*Aim of the exercise*
Find every line in the listing below that contains the word "dorsal", and copy each of those lines.

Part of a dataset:
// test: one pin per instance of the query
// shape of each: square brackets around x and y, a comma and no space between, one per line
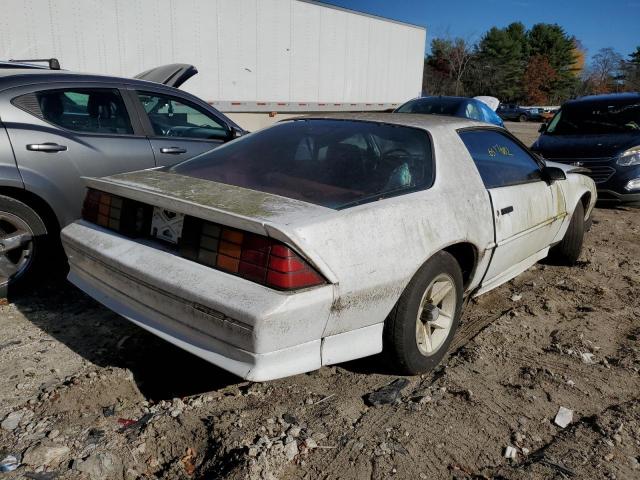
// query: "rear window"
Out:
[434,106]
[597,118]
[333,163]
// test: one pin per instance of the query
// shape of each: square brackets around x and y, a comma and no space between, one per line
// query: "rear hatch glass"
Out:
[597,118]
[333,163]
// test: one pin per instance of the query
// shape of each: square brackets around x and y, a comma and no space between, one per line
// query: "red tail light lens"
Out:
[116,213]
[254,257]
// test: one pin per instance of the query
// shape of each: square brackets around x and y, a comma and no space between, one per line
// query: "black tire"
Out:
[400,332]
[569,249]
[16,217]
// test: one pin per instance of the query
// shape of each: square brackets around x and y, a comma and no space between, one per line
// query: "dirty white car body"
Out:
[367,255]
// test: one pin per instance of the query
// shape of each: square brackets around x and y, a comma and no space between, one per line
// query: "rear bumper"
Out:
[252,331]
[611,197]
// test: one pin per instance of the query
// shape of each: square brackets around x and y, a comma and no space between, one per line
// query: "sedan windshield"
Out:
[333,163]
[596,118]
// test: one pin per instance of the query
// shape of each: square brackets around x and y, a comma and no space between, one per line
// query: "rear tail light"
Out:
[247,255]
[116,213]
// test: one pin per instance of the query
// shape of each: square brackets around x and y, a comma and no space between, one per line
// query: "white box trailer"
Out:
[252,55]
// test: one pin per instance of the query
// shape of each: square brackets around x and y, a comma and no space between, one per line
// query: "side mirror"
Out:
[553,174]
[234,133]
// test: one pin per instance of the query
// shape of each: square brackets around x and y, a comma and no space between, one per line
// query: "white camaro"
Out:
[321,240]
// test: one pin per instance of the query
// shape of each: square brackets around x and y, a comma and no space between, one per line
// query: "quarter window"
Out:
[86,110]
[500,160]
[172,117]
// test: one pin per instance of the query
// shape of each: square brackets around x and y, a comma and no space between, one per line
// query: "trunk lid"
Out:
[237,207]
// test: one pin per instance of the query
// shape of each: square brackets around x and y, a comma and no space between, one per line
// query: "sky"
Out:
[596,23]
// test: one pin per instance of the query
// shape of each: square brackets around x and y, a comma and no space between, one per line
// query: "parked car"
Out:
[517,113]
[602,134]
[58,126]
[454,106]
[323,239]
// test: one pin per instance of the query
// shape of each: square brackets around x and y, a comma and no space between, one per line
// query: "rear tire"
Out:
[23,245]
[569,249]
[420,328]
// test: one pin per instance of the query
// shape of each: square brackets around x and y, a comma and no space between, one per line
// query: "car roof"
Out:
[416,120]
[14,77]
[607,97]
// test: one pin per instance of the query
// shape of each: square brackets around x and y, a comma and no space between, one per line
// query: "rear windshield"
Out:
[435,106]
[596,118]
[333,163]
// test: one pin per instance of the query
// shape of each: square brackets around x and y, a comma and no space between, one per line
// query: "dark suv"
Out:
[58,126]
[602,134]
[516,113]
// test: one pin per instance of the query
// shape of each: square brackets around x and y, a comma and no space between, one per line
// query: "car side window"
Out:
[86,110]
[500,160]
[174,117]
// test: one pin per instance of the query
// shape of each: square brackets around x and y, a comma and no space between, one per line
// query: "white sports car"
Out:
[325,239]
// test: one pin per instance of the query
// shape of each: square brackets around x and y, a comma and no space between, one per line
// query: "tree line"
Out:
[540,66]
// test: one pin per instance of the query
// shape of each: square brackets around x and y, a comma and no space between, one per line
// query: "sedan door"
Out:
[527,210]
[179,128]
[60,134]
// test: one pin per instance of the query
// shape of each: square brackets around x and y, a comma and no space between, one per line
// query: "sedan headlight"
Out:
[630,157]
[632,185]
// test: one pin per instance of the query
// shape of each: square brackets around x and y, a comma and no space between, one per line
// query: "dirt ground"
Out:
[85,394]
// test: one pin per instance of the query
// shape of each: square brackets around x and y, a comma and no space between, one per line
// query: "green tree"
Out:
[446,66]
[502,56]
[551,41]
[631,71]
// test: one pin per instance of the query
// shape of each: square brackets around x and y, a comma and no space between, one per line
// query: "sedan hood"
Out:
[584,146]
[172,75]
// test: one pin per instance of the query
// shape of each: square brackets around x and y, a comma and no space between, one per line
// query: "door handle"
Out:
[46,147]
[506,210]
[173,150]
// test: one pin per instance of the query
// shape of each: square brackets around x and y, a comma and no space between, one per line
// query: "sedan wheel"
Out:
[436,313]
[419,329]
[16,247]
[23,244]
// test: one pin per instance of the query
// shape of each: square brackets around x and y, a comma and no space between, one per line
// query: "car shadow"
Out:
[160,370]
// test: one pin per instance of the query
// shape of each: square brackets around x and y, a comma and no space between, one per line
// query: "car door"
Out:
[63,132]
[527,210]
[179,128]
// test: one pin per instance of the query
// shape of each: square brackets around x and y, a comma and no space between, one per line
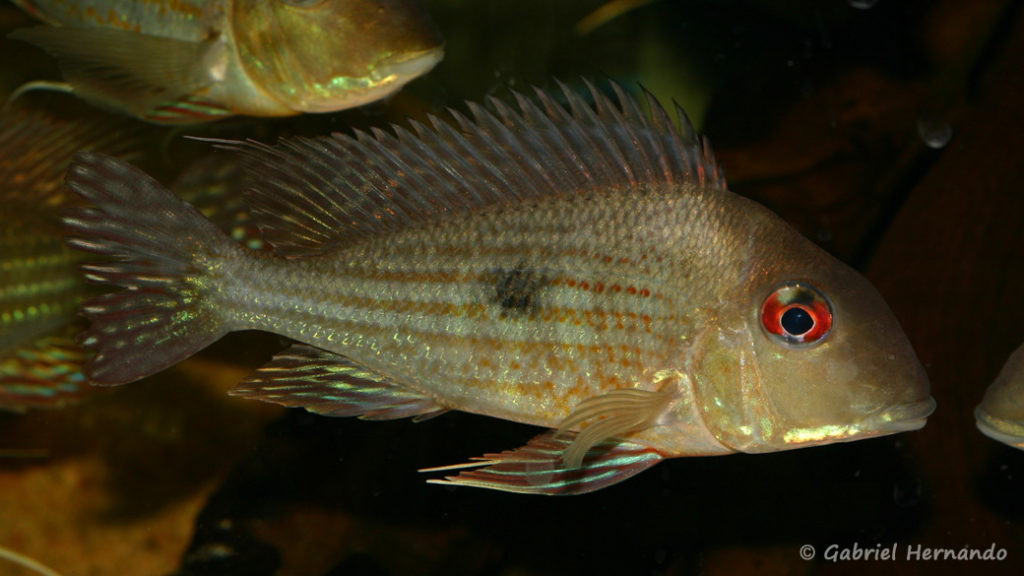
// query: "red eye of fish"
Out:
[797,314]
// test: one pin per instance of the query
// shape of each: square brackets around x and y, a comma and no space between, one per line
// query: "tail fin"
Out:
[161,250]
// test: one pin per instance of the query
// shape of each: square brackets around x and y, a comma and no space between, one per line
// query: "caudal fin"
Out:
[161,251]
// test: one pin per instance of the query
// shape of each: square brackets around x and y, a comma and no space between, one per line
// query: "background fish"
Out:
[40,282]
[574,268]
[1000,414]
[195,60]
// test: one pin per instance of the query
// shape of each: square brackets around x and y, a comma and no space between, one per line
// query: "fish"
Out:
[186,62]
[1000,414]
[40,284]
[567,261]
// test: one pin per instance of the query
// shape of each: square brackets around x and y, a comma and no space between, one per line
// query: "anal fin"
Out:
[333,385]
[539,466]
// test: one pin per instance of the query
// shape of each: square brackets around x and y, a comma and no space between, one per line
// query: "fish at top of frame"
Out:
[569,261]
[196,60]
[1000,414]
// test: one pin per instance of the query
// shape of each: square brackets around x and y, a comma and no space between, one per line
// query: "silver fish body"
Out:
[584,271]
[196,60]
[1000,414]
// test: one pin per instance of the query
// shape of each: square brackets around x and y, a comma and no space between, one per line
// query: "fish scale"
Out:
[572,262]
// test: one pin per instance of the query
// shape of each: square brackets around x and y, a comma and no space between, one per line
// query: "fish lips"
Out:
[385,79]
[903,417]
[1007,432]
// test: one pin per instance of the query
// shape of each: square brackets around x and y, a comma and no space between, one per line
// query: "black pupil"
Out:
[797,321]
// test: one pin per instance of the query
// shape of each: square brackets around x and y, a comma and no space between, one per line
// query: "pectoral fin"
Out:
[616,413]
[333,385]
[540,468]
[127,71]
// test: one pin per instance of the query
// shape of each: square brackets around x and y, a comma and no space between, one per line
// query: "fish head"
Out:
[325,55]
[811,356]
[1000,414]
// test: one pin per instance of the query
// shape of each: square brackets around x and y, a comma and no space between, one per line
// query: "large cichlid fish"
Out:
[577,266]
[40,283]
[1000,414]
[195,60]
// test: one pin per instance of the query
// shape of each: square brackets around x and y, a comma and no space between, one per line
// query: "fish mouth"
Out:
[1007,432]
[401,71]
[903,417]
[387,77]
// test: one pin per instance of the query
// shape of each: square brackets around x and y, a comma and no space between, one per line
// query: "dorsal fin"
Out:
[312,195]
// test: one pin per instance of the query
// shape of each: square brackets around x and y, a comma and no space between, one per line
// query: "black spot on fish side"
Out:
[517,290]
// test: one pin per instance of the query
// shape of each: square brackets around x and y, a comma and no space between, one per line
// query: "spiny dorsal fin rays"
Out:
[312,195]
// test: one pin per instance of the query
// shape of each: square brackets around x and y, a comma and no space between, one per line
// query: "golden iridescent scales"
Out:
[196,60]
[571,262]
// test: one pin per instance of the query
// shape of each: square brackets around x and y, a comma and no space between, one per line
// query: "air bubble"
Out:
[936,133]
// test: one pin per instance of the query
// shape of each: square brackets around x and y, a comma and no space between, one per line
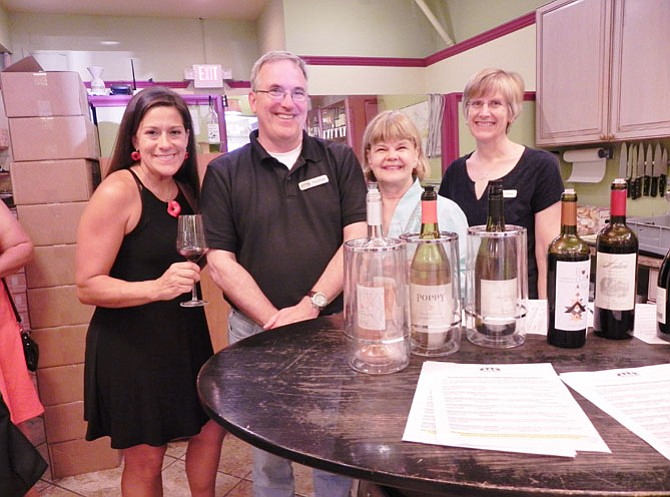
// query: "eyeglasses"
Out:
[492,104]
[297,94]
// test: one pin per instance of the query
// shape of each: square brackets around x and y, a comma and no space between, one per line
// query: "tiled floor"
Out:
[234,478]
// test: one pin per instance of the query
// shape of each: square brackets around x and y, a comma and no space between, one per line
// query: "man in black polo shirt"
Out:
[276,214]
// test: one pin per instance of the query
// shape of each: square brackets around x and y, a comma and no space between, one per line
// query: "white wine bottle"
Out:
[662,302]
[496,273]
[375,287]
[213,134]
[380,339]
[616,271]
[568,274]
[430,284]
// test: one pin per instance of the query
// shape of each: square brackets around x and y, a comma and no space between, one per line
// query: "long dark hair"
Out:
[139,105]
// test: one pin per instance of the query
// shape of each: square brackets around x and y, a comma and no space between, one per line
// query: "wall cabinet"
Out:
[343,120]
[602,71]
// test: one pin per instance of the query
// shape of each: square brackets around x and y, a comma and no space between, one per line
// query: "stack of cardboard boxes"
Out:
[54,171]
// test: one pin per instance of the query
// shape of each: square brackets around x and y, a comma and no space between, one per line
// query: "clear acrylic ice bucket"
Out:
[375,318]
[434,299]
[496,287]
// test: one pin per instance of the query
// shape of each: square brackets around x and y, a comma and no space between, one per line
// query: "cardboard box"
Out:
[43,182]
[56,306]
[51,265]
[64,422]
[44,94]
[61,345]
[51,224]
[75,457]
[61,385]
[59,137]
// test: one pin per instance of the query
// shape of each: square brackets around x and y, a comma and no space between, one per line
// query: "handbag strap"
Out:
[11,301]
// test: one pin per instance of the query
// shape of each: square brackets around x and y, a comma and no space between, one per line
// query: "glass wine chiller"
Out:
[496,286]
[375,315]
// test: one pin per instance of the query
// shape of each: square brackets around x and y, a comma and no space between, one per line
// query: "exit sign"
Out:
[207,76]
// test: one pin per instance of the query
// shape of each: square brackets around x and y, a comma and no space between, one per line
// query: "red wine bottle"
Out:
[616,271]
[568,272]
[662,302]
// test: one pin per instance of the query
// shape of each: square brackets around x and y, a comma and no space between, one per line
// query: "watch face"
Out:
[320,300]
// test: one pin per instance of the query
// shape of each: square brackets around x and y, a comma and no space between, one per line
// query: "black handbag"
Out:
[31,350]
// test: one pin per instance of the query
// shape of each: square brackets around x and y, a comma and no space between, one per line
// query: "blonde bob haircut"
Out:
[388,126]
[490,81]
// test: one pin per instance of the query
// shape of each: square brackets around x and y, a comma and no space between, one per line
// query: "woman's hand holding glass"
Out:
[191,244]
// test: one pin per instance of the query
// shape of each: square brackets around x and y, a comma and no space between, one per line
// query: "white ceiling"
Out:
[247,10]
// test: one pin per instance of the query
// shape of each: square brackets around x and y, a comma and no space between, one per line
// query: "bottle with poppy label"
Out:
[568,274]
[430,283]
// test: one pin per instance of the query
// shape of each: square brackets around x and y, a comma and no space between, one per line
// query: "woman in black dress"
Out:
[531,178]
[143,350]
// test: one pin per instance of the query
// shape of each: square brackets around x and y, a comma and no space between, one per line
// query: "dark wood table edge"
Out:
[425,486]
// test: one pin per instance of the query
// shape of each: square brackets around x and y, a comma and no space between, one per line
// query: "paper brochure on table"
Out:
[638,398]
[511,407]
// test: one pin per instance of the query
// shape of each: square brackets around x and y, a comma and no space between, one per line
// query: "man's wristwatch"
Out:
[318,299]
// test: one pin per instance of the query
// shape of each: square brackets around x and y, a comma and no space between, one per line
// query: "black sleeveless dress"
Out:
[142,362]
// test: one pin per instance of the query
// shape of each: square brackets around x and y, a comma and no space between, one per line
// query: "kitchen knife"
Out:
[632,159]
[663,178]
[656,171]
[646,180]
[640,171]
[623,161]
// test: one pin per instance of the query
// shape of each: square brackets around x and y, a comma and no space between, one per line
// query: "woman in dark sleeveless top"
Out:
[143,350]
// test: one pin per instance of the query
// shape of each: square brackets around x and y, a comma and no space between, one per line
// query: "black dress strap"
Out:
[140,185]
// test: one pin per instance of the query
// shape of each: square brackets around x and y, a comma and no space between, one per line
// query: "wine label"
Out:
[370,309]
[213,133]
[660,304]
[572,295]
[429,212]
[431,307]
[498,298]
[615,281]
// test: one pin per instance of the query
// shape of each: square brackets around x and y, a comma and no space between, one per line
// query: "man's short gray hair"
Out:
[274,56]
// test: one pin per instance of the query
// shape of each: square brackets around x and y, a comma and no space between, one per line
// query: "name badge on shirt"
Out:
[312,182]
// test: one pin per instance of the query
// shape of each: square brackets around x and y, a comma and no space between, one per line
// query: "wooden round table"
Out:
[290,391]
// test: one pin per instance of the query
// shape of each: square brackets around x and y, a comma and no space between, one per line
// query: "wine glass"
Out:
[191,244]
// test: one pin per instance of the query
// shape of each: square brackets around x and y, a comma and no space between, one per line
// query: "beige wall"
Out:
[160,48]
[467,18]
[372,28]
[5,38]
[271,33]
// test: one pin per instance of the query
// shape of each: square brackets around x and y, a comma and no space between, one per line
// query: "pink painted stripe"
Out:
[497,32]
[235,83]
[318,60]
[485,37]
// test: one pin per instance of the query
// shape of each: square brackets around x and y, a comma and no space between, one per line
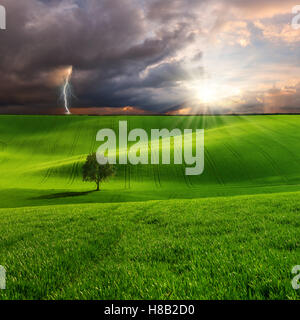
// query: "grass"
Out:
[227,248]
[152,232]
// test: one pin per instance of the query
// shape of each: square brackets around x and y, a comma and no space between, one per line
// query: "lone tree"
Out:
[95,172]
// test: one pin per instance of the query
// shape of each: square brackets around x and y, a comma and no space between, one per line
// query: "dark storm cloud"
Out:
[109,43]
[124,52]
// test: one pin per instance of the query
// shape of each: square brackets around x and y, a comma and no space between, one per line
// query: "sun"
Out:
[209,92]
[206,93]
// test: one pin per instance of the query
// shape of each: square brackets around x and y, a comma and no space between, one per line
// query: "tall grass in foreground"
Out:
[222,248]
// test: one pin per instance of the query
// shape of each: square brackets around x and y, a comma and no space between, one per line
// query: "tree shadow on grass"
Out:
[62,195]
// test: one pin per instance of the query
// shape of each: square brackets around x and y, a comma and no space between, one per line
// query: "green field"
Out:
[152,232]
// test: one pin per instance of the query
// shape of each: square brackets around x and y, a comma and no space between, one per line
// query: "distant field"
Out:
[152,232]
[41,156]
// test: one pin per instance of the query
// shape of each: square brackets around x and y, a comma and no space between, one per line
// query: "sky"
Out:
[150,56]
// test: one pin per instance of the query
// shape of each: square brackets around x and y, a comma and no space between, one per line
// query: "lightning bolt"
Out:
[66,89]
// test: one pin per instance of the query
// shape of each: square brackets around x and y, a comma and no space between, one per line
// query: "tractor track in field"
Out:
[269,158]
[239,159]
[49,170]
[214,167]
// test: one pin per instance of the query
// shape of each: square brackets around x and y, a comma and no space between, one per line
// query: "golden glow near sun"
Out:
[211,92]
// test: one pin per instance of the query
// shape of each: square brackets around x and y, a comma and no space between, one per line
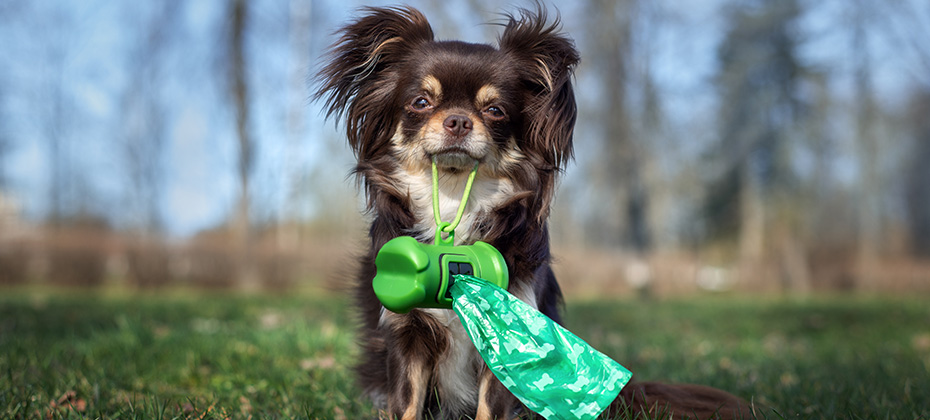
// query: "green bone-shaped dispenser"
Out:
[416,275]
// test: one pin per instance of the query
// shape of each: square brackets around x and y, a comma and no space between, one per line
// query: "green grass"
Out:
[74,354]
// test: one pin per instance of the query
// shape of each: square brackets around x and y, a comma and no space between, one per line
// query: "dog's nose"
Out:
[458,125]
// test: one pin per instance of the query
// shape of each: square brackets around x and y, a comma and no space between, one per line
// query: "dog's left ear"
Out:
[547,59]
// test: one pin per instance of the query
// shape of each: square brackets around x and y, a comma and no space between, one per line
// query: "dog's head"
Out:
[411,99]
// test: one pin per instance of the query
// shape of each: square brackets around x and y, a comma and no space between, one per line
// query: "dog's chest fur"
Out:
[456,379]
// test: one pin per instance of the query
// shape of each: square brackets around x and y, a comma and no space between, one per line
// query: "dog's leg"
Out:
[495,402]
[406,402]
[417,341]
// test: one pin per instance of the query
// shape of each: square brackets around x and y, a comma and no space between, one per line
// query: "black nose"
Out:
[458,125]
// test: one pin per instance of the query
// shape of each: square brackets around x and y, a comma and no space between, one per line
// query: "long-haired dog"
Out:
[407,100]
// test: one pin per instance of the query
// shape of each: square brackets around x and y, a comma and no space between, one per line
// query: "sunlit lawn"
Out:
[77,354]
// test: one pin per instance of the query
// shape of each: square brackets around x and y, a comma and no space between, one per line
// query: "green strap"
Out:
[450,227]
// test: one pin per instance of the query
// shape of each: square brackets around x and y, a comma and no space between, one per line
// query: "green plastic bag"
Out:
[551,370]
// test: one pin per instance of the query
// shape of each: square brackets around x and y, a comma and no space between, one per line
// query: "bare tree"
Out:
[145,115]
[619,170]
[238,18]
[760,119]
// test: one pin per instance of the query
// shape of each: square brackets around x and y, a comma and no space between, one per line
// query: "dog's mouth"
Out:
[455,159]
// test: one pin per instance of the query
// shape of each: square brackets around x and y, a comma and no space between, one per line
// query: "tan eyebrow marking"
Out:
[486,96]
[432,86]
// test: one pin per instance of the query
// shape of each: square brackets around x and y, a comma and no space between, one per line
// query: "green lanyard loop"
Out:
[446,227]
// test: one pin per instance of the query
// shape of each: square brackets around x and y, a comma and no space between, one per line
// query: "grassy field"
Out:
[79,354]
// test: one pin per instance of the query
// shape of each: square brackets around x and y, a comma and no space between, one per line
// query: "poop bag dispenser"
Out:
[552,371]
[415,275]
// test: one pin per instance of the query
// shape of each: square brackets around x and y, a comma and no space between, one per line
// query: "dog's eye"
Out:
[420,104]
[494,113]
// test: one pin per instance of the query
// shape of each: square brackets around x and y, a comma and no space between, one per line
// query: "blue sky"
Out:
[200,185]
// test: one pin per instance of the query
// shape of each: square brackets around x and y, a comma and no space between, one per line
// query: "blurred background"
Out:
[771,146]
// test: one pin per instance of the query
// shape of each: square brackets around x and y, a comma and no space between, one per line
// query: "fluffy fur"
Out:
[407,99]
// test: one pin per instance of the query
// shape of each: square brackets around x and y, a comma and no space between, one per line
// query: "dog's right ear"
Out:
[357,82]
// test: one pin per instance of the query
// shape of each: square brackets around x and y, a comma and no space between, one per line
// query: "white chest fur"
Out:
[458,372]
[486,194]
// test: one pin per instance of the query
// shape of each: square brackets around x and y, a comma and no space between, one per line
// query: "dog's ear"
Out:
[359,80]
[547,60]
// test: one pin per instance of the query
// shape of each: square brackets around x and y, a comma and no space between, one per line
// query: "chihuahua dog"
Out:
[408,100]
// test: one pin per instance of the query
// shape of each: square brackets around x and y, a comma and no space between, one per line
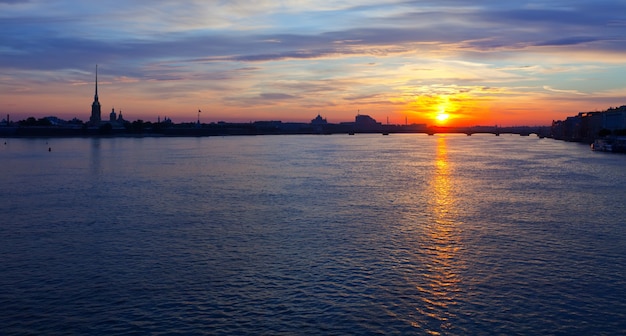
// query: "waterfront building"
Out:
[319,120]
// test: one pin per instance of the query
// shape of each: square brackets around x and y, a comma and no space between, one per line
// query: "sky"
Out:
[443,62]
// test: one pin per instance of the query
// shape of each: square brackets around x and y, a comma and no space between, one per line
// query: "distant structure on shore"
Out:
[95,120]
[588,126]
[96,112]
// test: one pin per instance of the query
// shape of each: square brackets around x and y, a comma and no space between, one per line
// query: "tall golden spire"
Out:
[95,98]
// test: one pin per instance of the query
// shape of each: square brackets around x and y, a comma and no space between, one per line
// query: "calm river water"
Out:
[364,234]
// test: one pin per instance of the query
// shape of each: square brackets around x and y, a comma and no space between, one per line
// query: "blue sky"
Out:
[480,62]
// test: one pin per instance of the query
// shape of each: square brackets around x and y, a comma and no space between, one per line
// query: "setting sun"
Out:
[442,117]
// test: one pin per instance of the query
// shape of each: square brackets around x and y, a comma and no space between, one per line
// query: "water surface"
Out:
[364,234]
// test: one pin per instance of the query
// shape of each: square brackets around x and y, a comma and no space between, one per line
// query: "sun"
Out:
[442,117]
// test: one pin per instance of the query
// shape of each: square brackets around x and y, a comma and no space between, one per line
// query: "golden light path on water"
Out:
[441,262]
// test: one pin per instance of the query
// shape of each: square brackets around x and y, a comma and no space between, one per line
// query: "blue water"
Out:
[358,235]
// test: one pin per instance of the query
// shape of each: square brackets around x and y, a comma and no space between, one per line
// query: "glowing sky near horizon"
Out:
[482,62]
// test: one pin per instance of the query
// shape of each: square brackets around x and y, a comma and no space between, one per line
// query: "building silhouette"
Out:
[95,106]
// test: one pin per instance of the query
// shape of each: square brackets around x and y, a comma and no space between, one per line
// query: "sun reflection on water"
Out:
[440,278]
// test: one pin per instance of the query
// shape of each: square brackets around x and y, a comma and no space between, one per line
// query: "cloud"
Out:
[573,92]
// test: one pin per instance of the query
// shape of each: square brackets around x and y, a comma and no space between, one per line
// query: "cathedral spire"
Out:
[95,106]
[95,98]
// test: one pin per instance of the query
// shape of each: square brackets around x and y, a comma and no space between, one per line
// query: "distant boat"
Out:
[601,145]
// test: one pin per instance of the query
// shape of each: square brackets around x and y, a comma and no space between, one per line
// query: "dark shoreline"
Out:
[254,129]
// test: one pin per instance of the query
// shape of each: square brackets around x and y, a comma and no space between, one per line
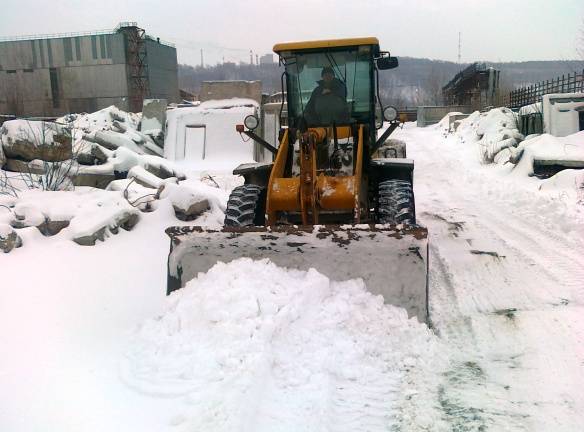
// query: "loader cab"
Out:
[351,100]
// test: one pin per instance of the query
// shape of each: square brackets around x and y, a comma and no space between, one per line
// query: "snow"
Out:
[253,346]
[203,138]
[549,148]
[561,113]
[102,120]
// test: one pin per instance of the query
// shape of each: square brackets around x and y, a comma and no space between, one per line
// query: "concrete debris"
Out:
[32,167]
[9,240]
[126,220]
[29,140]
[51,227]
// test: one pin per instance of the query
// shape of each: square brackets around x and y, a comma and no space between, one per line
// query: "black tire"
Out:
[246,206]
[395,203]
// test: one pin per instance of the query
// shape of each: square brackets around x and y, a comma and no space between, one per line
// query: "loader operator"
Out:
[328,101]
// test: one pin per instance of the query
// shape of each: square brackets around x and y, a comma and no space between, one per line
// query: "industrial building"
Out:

*Exercise response*
// query: "dorsal fin"
// query: "spiny dorsal fin rays"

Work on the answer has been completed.